Exercise directions
Write out the listing beneath this instruction in its entirety, exactly as it reads.

Input records
########################################
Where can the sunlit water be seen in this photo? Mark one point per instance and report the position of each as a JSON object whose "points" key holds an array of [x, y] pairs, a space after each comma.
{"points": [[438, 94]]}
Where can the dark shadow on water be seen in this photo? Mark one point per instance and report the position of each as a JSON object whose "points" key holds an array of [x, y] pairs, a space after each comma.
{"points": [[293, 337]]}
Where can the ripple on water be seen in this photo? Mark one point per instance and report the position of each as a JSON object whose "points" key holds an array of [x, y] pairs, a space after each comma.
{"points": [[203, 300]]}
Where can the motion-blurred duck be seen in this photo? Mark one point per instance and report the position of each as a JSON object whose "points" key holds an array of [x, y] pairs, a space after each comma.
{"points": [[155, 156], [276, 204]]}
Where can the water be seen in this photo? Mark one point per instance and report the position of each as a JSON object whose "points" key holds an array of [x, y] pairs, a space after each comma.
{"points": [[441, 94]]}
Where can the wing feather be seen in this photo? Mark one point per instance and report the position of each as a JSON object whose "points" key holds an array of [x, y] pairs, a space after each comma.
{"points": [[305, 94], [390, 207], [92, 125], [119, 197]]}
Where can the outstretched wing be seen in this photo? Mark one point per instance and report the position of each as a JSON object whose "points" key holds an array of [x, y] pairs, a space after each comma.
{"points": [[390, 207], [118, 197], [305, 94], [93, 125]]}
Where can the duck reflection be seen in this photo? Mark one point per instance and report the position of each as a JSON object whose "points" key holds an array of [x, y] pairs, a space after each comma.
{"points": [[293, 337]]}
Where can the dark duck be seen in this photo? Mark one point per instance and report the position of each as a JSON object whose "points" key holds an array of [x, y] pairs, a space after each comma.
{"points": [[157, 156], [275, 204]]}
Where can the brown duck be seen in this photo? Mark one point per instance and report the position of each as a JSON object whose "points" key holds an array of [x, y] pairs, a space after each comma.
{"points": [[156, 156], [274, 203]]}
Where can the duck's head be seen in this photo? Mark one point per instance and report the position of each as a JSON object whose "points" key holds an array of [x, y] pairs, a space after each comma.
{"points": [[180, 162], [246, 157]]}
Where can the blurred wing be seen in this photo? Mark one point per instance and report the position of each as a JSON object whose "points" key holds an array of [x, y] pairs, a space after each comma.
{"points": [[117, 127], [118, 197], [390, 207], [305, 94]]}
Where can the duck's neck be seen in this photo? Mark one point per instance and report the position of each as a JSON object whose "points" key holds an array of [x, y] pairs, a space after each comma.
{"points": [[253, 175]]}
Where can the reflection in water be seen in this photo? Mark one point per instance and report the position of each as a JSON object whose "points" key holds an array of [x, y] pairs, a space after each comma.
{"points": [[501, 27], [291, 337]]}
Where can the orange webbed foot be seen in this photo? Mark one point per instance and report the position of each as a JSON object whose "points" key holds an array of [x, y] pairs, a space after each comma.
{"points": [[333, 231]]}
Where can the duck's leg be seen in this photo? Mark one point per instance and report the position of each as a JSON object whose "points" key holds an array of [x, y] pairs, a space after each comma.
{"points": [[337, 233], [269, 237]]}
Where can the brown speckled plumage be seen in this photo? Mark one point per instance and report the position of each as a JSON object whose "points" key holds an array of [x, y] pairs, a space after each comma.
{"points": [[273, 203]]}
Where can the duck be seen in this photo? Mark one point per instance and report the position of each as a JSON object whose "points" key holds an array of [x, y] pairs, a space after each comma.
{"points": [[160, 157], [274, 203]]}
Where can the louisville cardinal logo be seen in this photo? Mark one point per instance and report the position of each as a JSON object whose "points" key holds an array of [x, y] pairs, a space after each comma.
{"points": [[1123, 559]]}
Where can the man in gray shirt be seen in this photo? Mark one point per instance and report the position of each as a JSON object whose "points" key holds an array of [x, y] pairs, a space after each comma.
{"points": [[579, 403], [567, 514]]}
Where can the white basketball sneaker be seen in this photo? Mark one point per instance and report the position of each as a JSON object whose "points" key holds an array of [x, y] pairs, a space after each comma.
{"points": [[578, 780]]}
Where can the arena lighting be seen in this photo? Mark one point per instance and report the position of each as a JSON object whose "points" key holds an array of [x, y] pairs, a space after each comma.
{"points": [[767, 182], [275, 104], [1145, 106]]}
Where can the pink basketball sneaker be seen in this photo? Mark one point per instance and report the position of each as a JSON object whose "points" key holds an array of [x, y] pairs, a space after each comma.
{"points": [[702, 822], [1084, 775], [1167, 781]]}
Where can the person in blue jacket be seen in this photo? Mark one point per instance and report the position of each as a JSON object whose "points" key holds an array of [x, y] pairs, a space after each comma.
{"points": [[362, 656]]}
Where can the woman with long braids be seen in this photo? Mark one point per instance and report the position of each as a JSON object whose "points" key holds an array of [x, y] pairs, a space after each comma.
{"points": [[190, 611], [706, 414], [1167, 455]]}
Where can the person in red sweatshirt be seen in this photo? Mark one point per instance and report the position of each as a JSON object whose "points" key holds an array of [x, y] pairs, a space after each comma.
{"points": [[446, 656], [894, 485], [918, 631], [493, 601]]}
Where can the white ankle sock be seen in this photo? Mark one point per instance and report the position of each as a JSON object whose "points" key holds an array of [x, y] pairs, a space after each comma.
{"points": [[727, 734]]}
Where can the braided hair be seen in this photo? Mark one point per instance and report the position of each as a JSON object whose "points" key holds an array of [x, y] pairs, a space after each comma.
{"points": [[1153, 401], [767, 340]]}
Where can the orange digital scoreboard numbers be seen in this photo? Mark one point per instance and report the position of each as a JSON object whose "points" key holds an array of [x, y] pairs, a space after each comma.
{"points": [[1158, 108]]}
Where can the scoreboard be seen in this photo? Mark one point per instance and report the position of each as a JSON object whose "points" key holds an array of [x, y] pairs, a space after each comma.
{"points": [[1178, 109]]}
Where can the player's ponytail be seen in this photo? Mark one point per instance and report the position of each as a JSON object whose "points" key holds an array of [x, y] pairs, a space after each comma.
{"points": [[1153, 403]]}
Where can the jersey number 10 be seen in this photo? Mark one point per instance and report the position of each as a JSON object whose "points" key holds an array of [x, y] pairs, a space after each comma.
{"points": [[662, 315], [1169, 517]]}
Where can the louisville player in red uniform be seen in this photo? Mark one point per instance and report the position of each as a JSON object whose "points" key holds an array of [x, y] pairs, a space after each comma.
########################################
Expected answer
Where can the sunlit water be seen in this photo? Mark one point per instance and report the position of each as a JSON object whose "points" key holds an array of [x, y] pairs, a space after each comma.
{"points": [[438, 94]]}
Where can the dark shadow on water be seen in this photo? Mark one point per instance and report the position of each as a JSON object whose "points" key holds an array of [x, y] pairs, a space after each comma.
{"points": [[293, 337]]}
Where can the ripple on water be seen in this photo? Mark one point per instance and report the position of each as a JSON object whose "points" key holds an array of [x, y] pairs, a space after each comma.
{"points": [[203, 300]]}
Where can the motion-blurred duck be seen in this photo? Mark one point per instance and report the position of each as a JSON object whose "points" key holds an array of [x, y] pairs, a space after each comma.
{"points": [[155, 156], [276, 204]]}
Where can the water be seen in this photo? Mark one point per instance and report the position of each as a JSON object whose "points" key holds an array of [x, y] pairs, a space after each comma.
{"points": [[441, 94]]}
Where can the wing feather be seen in this photo? Mark one point per instance and report the position of each as a JSON object whose "points" key holds an array of [x, y] pairs, a space after each comma.
{"points": [[305, 94], [390, 207], [92, 125], [119, 197]]}
Where can the outstretched wing be seen in this photo? Mark one point per instance and report the position of each as a JSON object whose "points" key holds an array of [x, y] pairs, a space after each comma.
{"points": [[390, 207], [118, 197], [305, 94], [93, 125]]}
Where can the duck reflection be seen in this photo? Mark one point per instance and report the position of each as a JSON object whose "points" key holds an array of [x, y] pairs, a space after each comma.
{"points": [[293, 337]]}
Where can the dark duck be seen in this photo? Mark one point per instance and report the position of each as a JSON object whose "points" key holds an array of [x, y] pairs, a space after each comma.
{"points": [[157, 156], [275, 204]]}
Where can the brown duck be seen in this photo? Mark one point per instance and report the position of each as a JSON object whose "points" key holds an array of [x, y] pairs, a space after each comma.
{"points": [[156, 156], [274, 203]]}
Where can the duck's head be seen in this photo? Mark one point per instance and report the position of each as a JSON object whose "points" key holds an array of [x, y] pairs, a space after each comma.
{"points": [[180, 162], [246, 157]]}
Where can the blurred wing be seen in this photo? Mark one point per instance and report the position of each as a JSON object whose "points" key holds an array of [x, y] pairs, a space after each comma.
{"points": [[117, 127], [118, 197], [390, 207], [305, 94]]}
Where can the duck's neck be seen in this photo? Mark one point per instance and report the position of each as a JSON object whose "points" key holds an array of [x, y] pairs, a space after each comma.
{"points": [[253, 175]]}
Where can the reflection in water be seen in this photo? Mark one point per instance and report the position of each as a JSON object whose "points" key holds an array of [x, y] pairs, a space after each comma.
{"points": [[501, 27], [291, 337]]}
Where can the orange webbed foot be seen in this photo? Mark one point per instance and report the position of each as a JSON object whose "points" key holds an array of [x, y] pairs, a space after each comma.
{"points": [[333, 231]]}
Where can the duck's leg be seen in this photo? Mark one point per instance and report the position of each as a JSON object whose "points" key holds an array of [x, y] pairs, a space after each comma.
{"points": [[337, 233], [269, 237]]}
Where can the brown speckled plumage be seen in this photo? Mark one point per instance and report the position of each as a JSON object whose "points" key holds an array of [x, y] pairs, a space after each comma.
{"points": [[273, 203]]}
Where can the duck be seen in this photo? Mark one point per instance and report the position of each as a JSON object whose "points" key holds an array of [x, y] pairs, a space after each comma.
{"points": [[160, 157], [274, 203]]}
Where can the louisville cardinal logo be seen in this photo? Mark one point per instance and report the position of each as a JSON object whose "points" key holds an array of [x, y] pairs, a space after each comma.
{"points": [[1123, 559]]}
Where can the man in gray shirt be seen in this photo? Mark one point per instance and report the position of each as a JSON object whose "points" key holds an array of [x, y] pairs, a space after each comma.
{"points": [[579, 403], [567, 514]]}
Where can the white basketball sneaker be seen in this photo? Mark one point per instance and report the position of each as a JSON object whose "points" key holds an array of [x, y] pairs, a space after each comma.
{"points": [[578, 780]]}
Where can the arena lighting be seen in this photo? Mark one point per instance and report the position of each as a JSON object whose "points" key holds an array of [x, y] pairs, a space after each comma.
{"points": [[767, 182], [275, 104], [1145, 106]]}
Where can the pink basketball sneaker be seen in this photo? Mark one point per instance and report the position of each as a JSON object whose "points" key holds an array of [x, y] pairs, a space after each comma.
{"points": [[702, 822], [1084, 775], [1167, 781]]}
Where can the person in blue jacket be seen in this photo? Mark one point per instance and report the position of each as a JSON object whose "points" key holds an array of [x, y] pairs, a space after each comma.
{"points": [[362, 656]]}
Where can the woman with long braids be seen in this photo? Mark one point per instance and report the position of each as a JSON object whose "points" key holds an array of [x, y] pairs, a space after each comma.
{"points": [[190, 611], [706, 414], [1167, 455]]}
Where can the person in red sweatshirt be seen in this photo? Mark one point per instance and report the position of each as a JSON object whose "points" key holds an array of [x, y] pairs, a space after each comma.
{"points": [[446, 656], [894, 485], [918, 631], [493, 601]]}
Where can the white ankle sock be seen in this photo? Mark one point per instance and report the position of each as a JSON object whose "points" key holds an array of [x, y] pairs, a space after each comma.
{"points": [[727, 734]]}
Where can the braided hair be seen in this photo? Mark one point per instance and report the position of each as a JSON object whose "points" key holds an array of [x, y] pairs, a space after each comma.
{"points": [[1153, 401], [767, 340]]}
Where can the orange digital scoreboard numbers be seen in this photo? Mark one point per instance and report the position of each as a JSON object whose "points" key holds an array of [x, y] pairs, a space after each comma.
{"points": [[1158, 108]]}
Where can the scoreboard be seen in this photo? Mark one point per instance and report the position of each as a JSON object whose "points" key holds an array of [x, y] pairs, a space after each comma.
{"points": [[1178, 109]]}
Where can the player's ponytail be seen in this photo? Mark one point per instance and report the position of each as a JSON object whose "points" key holds an array of [x, y] pairs, a space after each comma.
{"points": [[1153, 403]]}
Where can the jersey number 10 be seen in this photo? Mark one point per instance and report the position of each as a JSON object whose "points" key holds an array of [x, y] pairs, a space after each comma.
{"points": [[662, 315], [1169, 517]]}
Where can the louisville player in red uniform be seen in this photo? Mark one point per instance and report the position of each as a JSON object whose "points" key holds an array of [x, y] pairs, a space after each comma.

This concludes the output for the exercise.